Desse fã-clube faz parte Andrew Price, que, além disso, é o melhor amigo de Bola. Andrew não parece achar tanta graça no que Bola faz com Sukhvinder, mas não move um dedo para defendê-la, já que isso significaria ser "do contra" e arriscar-se a perder a aceitação do grupo – o pior pesadelo de um adolescente. De alguma forma, ele entende o que a garota passa, pois não é tão diferente do que ele próprio, sua mãe e o irmão mais novo vivem em casa: o pai de Andrew, Simon Price, gerente de uma gráfica, é um completo idiota, que mantém a mulher e os filhos sob um estado de terror perene, com constantes humilhações e ameaças. Quando Simon mete na cabeça que também vai lançar uma candidatura à vaga no conselho, Andrew considera isso a gota d'água e decide sabotar os planos do pai. Como fará isso? Só adianto que tem a ver com as maravilhas da internet, um universo ainda misterioso para os mais velhos, mas pelo qual os adolescentes transitam tão à vontade quanto peixes na água. E que a sabotagem de Andrew vai iniciar uma reação em cadeia, que dará muito mais pano para as mangas do que ele alguma vez imaginou.

[Entradas de dados coletados]
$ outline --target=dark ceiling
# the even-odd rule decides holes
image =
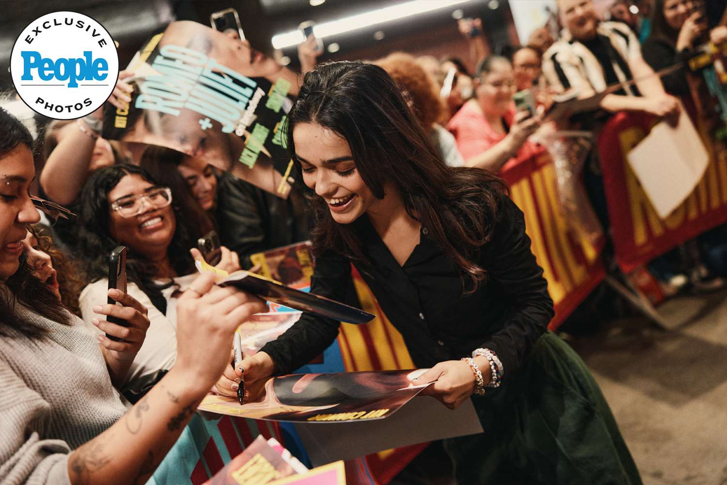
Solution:
[[[253,46],[272,54],[271,37],[294,30],[305,20],[322,23],[400,3],[401,0],[326,0],[321,5],[312,7],[309,0],[5,0],[0,2],[3,9],[0,17],[0,89],[12,88],[8,58],[20,31],[32,20],[52,12],[71,10],[96,19],[119,43],[120,65],[124,66],[148,37],[175,19],[209,24],[211,13],[233,7],[239,12],[243,30]],[[465,16],[486,15],[489,12],[486,4],[486,0],[470,0],[459,8]],[[506,5],[507,1],[502,0],[500,4]],[[326,42],[335,41],[340,45],[337,53],[340,57],[347,50],[356,51],[376,42],[373,35],[379,30],[386,36],[385,43],[414,34],[421,36],[427,29],[453,24],[451,12],[455,8],[359,29],[326,39]],[[291,65],[295,68],[295,48],[288,48],[282,54],[291,58]],[[326,55],[321,56],[321,60]]]

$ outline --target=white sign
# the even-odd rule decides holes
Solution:
[[[55,12],[31,23],[15,41],[10,74],[20,99],[55,119],[74,119],[98,109],[119,78],[111,34],[87,15]]]

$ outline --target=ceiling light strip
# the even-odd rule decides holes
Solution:
[[[337,20],[332,20],[318,24],[313,27],[313,33],[318,39],[335,36],[344,32],[350,32],[359,28],[370,27],[385,22],[390,22],[398,19],[411,17],[419,14],[432,12],[439,9],[458,5],[472,0],[411,0],[398,5],[393,5],[382,9],[371,10],[358,15],[346,17]],[[284,49],[295,46],[305,39],[300,31],[292,31],[273,36],[273,47],[276,49]]]

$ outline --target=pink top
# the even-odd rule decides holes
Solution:
[[[512,124],[515,113],[513,105],[503,116],[505,122],[508,125]],[[465,161],[489,150],[507,136],[507,133],[495,132],[477,106],[469,102],[465,103],[465,105],[454,113],[447,124],[447,129],[454,135],[457,148]],[[515,158],[527,156],[534,151],[535,147],[533,144],[525,142],[518,151]]]

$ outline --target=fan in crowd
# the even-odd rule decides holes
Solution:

▸ ENUNCIADO DO EXERCÍCIO:
Reproduza na íntegra o texto de leitura sobre Andrew Price, sem alterar nenhuma palavra nem a pontuação.

▸ RESPOSTA DA TAREFA:
Desse fã-clube faz parte Andrew Price, que, além disso, é o melhor amigo de Bola. Andrew não parece achar tanta graça no que Bola faz com Sukhvinder, mas não move um dedo para defendê-la, já que isso significaria ser "do contra" e arriscar-se a perder a aceitação do grupo – o pior pesadelo de um adolescente. De alguma forma, ele entende o que a garota passa, pois não é tão diferente do que ele próprio, sua mãe e o irmão mais novo vivem em casa: o pai de Andrew, Simon Price, gerente de uma gráfica, é um completo idiota, que mantém a mulher e os filhos sob um estado de terror perene, com constantes humilhações e ameaças. Quando Simon mete na cabeça que também vai lançar uma candidatura à vaga no conselho, Andrew considera isso a gota d'água e decide sabotar os planos do pai. Como fará isso? Só adianto que tem a ver com as maravilhas da internet, um universo ainda misterioso para os mais velhos, mas pelo qual os adolescentes transitam tão à vontade quanto peixes na água. E que a sabotagem de Andrew vai iniciar uma reação em cadeia, que dará muito mais pano para as mangas do que ele alguma vez imaginou.